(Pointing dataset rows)
++++++++++++++++++++
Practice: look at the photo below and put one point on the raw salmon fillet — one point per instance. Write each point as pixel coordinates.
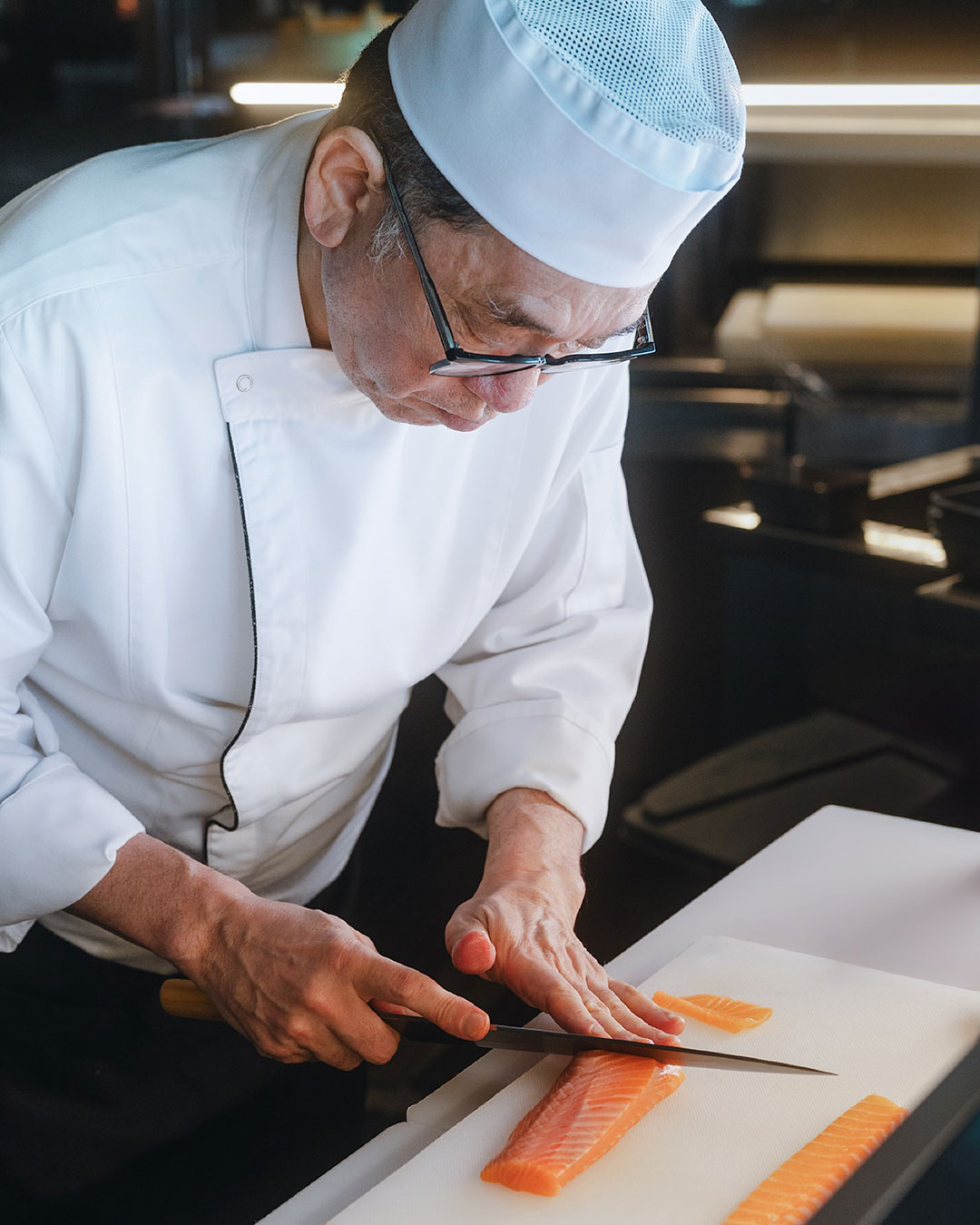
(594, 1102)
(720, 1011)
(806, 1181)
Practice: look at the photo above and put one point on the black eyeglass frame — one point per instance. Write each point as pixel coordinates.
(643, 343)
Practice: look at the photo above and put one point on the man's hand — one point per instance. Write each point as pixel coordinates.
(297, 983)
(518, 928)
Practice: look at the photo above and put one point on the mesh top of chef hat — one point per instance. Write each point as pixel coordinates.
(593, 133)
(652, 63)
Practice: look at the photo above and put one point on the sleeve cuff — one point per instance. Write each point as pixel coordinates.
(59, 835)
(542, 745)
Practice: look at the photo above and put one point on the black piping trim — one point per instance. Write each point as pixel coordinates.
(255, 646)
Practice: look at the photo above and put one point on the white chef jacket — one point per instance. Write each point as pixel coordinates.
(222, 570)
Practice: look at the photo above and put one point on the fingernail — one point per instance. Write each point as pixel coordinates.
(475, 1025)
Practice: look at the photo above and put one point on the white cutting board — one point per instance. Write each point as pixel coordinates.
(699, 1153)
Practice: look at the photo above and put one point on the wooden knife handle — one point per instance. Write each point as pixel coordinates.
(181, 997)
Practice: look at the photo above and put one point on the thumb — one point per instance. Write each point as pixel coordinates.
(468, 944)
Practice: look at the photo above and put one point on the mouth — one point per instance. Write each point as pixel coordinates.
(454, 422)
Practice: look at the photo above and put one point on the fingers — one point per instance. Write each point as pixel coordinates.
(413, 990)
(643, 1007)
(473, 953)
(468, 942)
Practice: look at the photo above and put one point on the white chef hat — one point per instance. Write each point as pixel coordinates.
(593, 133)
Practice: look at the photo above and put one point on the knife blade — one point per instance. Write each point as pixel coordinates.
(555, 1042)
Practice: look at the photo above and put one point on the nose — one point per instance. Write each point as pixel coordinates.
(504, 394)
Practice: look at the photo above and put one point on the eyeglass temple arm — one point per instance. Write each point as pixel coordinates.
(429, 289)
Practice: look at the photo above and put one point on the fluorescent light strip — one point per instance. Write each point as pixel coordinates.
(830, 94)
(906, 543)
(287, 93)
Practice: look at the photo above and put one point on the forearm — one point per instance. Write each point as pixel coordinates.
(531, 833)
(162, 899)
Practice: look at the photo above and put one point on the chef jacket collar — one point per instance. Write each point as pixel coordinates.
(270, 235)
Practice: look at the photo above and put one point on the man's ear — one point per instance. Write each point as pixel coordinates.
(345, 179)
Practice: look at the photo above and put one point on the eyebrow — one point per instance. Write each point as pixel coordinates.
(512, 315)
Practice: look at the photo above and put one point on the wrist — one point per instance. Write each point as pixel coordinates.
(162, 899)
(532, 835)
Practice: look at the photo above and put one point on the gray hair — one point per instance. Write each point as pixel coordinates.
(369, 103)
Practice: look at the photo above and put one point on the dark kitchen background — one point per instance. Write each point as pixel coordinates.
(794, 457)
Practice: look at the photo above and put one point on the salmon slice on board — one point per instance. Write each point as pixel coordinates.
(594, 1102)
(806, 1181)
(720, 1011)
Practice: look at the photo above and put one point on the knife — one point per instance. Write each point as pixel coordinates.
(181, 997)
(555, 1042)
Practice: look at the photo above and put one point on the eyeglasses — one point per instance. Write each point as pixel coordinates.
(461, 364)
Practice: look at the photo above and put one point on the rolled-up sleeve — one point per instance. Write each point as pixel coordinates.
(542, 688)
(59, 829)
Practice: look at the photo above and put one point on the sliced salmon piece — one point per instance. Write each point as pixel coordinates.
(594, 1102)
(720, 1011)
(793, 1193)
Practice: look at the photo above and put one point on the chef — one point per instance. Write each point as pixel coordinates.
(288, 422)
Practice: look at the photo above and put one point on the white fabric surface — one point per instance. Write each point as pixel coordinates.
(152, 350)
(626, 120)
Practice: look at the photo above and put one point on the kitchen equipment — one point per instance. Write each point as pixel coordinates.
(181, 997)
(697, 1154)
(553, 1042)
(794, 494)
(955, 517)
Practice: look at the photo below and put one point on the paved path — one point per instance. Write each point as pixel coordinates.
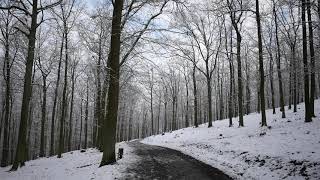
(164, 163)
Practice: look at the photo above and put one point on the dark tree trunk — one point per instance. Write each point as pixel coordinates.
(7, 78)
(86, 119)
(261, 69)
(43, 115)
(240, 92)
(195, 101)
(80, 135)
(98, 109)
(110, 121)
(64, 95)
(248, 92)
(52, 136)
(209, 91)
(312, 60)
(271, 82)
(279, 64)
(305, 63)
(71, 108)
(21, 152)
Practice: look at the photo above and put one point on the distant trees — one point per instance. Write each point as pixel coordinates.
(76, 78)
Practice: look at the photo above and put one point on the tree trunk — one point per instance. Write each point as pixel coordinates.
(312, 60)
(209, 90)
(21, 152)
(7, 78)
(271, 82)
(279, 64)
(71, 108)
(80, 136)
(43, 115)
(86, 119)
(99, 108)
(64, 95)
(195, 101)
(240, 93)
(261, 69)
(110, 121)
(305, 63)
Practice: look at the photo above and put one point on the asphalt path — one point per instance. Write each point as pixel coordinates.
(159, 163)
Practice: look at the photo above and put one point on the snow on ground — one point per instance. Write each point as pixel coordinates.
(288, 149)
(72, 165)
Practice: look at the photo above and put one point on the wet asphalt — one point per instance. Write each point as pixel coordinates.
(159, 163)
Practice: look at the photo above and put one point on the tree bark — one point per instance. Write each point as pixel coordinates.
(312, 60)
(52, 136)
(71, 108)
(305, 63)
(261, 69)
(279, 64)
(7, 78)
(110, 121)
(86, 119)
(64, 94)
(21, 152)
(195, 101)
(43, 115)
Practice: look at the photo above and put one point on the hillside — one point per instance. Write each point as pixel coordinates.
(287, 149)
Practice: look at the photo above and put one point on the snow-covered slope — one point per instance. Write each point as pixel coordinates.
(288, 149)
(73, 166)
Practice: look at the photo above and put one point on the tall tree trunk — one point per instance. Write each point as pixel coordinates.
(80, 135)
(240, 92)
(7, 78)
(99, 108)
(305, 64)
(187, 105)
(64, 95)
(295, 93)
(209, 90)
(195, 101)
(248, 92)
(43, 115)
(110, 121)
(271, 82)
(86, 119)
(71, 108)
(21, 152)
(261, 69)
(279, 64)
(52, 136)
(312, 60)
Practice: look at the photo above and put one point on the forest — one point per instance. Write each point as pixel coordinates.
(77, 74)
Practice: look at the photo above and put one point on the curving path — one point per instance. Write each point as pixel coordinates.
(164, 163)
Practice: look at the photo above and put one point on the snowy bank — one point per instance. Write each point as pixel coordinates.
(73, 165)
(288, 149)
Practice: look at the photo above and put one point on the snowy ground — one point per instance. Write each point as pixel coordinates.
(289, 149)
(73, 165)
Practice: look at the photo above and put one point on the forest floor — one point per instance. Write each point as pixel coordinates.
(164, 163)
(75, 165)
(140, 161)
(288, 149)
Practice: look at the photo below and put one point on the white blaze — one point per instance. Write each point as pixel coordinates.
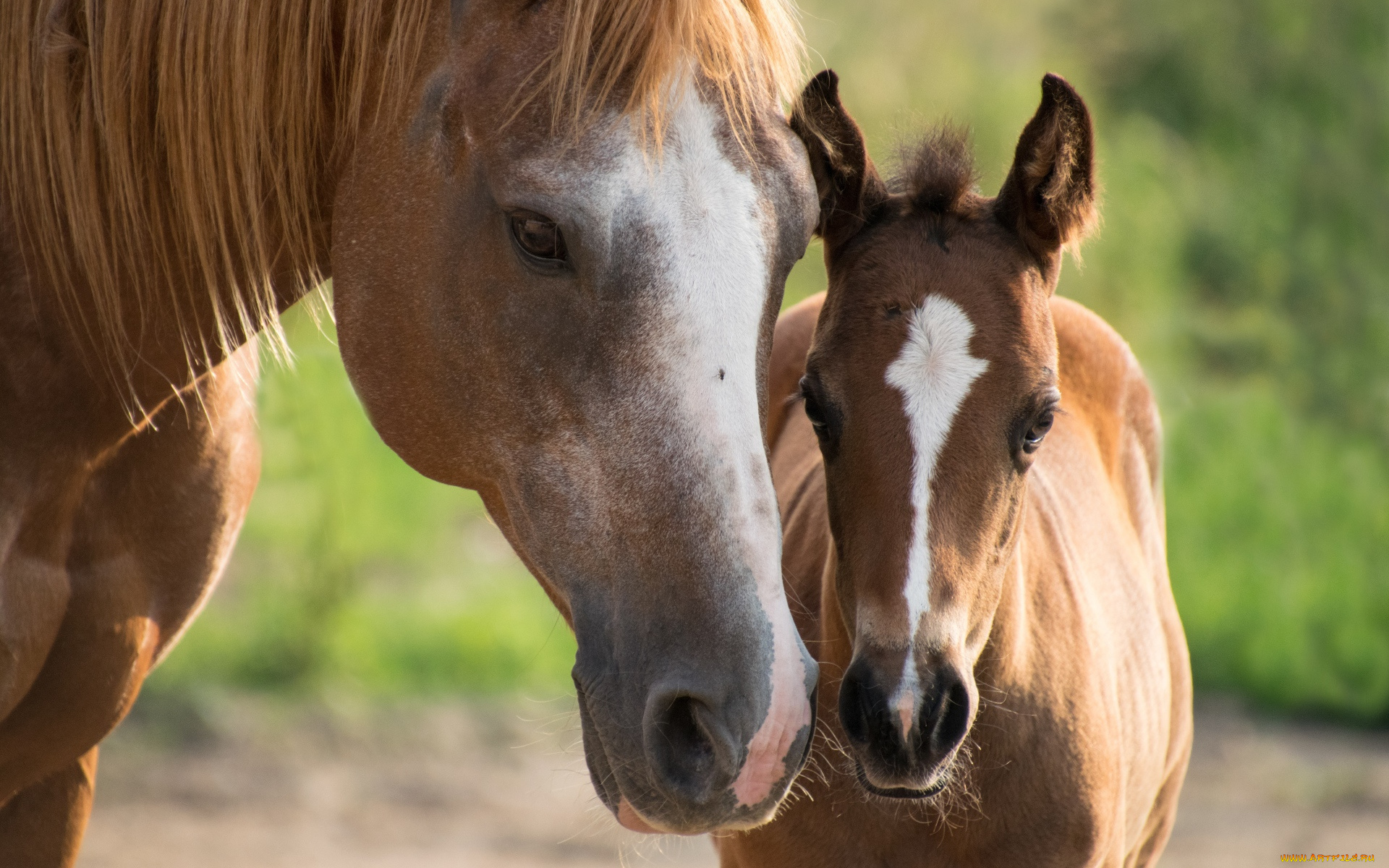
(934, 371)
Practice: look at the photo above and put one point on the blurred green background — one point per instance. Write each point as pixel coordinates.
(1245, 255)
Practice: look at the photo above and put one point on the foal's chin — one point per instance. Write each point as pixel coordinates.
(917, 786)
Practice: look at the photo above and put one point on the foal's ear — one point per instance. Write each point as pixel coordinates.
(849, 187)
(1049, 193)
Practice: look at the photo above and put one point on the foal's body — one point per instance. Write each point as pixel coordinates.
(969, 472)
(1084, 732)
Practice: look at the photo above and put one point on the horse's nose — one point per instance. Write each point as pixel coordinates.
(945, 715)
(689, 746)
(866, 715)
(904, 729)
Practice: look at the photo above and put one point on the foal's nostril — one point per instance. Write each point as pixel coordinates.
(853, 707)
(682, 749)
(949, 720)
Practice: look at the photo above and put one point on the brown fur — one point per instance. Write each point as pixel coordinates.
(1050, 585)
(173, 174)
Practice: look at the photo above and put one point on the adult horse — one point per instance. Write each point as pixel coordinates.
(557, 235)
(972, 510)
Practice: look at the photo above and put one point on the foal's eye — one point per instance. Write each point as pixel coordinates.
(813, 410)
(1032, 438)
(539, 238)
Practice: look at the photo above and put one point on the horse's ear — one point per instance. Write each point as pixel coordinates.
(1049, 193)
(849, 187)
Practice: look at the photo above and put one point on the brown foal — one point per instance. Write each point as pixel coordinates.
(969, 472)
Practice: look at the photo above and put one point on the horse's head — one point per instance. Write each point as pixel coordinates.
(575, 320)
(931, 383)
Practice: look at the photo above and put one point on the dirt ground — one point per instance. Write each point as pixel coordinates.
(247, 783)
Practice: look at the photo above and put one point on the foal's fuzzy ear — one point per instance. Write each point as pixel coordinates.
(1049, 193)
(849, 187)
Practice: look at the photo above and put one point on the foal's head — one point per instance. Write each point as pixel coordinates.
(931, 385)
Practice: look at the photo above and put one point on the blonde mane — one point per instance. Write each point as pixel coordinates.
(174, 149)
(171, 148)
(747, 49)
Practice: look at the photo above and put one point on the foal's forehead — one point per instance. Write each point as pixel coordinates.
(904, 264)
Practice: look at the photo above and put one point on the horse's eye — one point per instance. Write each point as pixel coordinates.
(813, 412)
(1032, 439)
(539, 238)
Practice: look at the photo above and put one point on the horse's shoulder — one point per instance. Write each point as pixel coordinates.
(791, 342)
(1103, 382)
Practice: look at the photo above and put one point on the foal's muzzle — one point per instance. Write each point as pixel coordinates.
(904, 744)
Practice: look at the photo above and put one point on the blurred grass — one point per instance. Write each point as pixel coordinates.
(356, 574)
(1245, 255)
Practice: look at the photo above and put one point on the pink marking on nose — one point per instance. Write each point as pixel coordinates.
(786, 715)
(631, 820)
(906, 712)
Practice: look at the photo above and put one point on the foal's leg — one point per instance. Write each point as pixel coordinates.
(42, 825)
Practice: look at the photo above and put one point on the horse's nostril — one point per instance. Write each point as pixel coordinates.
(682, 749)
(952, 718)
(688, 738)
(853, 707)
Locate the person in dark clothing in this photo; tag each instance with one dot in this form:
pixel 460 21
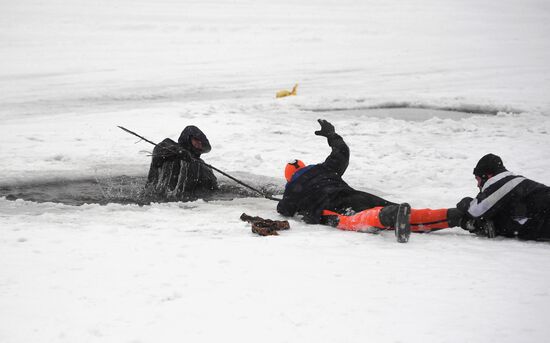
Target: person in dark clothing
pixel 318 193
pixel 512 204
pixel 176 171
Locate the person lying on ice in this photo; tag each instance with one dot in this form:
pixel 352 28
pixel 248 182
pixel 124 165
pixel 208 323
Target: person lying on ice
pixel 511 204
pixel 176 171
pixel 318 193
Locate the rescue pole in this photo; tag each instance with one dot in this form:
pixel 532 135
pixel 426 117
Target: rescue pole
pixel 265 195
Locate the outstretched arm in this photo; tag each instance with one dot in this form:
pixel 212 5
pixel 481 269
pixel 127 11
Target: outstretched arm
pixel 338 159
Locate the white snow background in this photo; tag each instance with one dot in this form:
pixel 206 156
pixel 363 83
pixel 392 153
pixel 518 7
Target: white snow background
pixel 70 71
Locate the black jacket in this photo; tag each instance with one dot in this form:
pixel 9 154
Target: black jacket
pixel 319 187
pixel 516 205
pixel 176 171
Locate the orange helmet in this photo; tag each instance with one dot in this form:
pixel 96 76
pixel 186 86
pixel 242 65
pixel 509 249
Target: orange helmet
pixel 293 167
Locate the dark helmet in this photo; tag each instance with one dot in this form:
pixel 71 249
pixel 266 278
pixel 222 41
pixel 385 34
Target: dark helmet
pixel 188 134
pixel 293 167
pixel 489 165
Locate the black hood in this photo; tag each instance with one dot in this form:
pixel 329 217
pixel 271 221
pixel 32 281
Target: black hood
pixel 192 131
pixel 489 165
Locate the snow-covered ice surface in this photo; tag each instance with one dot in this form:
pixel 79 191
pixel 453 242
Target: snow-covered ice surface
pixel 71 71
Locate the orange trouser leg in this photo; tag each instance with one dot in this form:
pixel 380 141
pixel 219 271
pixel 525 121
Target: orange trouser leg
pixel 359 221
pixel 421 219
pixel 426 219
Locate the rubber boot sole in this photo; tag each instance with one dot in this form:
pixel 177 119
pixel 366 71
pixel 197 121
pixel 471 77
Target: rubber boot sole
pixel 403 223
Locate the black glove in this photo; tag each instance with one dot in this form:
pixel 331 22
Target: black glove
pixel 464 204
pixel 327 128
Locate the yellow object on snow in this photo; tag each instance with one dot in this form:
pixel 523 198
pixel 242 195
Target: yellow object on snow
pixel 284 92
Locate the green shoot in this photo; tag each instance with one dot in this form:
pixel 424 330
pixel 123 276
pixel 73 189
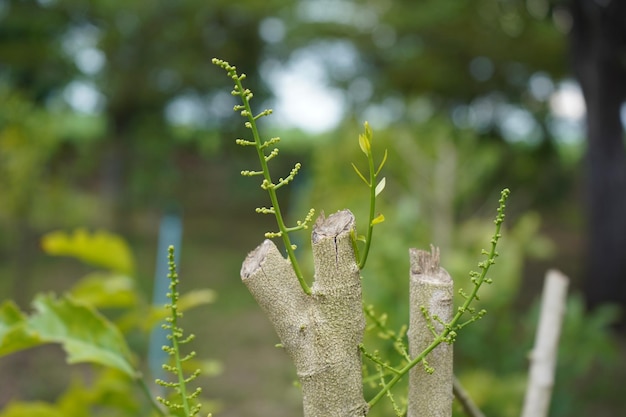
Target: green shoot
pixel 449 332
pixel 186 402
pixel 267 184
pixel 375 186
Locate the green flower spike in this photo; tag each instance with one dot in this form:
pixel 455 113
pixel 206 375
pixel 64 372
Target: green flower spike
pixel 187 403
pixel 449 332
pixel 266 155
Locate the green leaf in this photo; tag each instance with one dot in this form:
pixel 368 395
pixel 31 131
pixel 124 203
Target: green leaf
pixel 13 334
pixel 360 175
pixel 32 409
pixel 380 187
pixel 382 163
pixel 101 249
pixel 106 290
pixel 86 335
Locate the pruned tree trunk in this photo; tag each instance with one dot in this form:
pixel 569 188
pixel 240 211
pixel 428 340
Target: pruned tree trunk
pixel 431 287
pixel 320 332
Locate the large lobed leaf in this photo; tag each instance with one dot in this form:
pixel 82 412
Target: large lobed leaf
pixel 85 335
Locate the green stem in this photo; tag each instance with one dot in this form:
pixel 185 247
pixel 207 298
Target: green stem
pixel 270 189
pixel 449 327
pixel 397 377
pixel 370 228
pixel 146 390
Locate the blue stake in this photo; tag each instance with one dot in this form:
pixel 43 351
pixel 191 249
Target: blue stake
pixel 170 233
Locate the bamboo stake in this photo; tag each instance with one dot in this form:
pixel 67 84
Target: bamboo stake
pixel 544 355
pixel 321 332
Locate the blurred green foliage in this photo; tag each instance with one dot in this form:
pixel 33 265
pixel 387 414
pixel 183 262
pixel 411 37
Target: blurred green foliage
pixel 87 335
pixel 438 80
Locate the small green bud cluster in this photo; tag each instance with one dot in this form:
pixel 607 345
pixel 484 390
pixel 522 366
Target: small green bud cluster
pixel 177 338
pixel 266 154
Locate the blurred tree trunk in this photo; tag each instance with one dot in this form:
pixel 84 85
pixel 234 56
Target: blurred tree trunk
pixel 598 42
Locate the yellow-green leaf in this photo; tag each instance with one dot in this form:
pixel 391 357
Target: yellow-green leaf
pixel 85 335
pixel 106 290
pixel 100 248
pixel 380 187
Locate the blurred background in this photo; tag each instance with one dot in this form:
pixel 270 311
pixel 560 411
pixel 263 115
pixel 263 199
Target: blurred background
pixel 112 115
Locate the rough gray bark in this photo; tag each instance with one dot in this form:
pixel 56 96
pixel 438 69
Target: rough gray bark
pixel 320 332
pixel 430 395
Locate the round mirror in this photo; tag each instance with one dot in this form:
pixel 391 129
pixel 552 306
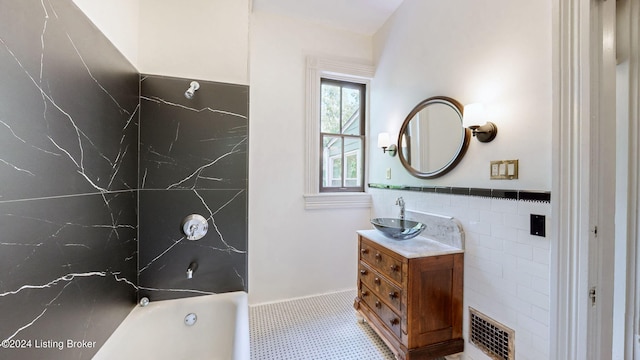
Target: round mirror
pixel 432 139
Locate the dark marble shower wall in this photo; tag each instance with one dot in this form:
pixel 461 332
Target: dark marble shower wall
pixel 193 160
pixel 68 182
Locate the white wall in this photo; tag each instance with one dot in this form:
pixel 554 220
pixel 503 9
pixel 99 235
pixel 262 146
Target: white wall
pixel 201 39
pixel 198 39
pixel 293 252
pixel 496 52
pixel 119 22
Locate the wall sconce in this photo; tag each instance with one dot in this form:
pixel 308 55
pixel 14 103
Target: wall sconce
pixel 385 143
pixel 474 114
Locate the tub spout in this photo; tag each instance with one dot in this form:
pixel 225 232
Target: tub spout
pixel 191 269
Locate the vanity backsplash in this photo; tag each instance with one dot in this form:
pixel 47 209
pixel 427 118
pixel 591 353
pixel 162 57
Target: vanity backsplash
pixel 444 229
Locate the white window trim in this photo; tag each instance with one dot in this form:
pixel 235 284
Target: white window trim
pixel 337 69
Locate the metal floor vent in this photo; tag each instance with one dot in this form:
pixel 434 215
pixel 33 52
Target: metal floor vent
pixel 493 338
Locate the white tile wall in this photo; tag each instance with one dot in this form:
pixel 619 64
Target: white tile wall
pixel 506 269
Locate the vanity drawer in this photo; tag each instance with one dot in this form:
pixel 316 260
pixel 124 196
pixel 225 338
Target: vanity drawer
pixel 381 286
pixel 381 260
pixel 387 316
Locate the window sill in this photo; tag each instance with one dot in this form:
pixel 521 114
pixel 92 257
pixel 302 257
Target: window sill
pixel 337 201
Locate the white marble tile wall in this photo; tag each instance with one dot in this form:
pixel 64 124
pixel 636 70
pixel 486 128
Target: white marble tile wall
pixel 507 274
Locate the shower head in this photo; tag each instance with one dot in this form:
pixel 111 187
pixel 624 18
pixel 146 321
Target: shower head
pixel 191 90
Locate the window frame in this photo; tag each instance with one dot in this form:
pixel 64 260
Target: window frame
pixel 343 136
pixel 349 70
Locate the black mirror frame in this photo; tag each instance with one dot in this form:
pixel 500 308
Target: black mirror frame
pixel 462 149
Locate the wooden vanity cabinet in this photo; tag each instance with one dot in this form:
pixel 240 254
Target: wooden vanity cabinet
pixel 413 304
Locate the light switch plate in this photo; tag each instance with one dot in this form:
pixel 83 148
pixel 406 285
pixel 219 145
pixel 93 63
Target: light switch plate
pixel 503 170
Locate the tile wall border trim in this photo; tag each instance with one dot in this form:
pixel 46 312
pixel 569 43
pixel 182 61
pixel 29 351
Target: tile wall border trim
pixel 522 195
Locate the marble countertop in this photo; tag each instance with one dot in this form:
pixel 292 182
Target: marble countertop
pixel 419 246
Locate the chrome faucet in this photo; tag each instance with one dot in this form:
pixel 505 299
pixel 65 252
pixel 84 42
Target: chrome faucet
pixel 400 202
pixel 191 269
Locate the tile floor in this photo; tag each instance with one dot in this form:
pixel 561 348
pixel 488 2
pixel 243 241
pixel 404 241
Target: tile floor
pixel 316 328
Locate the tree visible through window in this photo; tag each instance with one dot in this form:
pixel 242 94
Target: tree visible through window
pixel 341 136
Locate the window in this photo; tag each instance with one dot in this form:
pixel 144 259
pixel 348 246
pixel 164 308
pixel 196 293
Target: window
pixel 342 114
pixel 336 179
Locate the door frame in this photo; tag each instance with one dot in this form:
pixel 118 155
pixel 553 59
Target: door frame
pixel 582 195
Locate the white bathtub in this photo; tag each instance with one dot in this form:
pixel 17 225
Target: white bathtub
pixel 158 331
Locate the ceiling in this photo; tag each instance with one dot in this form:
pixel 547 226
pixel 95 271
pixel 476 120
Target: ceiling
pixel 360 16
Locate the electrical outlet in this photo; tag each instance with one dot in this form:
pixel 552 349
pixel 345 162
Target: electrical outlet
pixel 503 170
++++++++++++++++++++
_Requirements_. Can you reproduce the rows above, beginning with the line containing "Locate the tub" and continuing through the line containing "pixel 506 269"? Scale only the answer pixel coordinates by 1.4, rounding each to the nearest whole number with halves rounded up, and leave the requests and their sample coordinates unchanged.

_The response_.
Locate the tub spout in this photo; tag each instance with one dot in this form:
pixel 225 232
Target: tub spout
pixel 267 377
Locate the vanity backsplash in this photo; tag each instance with one dot in this form:
pixel 47 209
pixel 427 118
pixel 591 353
pixel 162 57
Target: vanity backsplash
pixel 622 321
Locate the white window trim in this photo; tag each instance with one dot in this form:
pixel 235 284
Target: white window trim
pixel 472 97
Locate the metal floor vent in this photo; tag each instance with one dot in this form:
pixel 434 215
pixel 33 52
Target: metal floor vent
pixel 690 473
Locate the white tile wall in this photo; tag each instance with one dot in this form:
pixel 619 64
Target: white tile wall
pixel 708 377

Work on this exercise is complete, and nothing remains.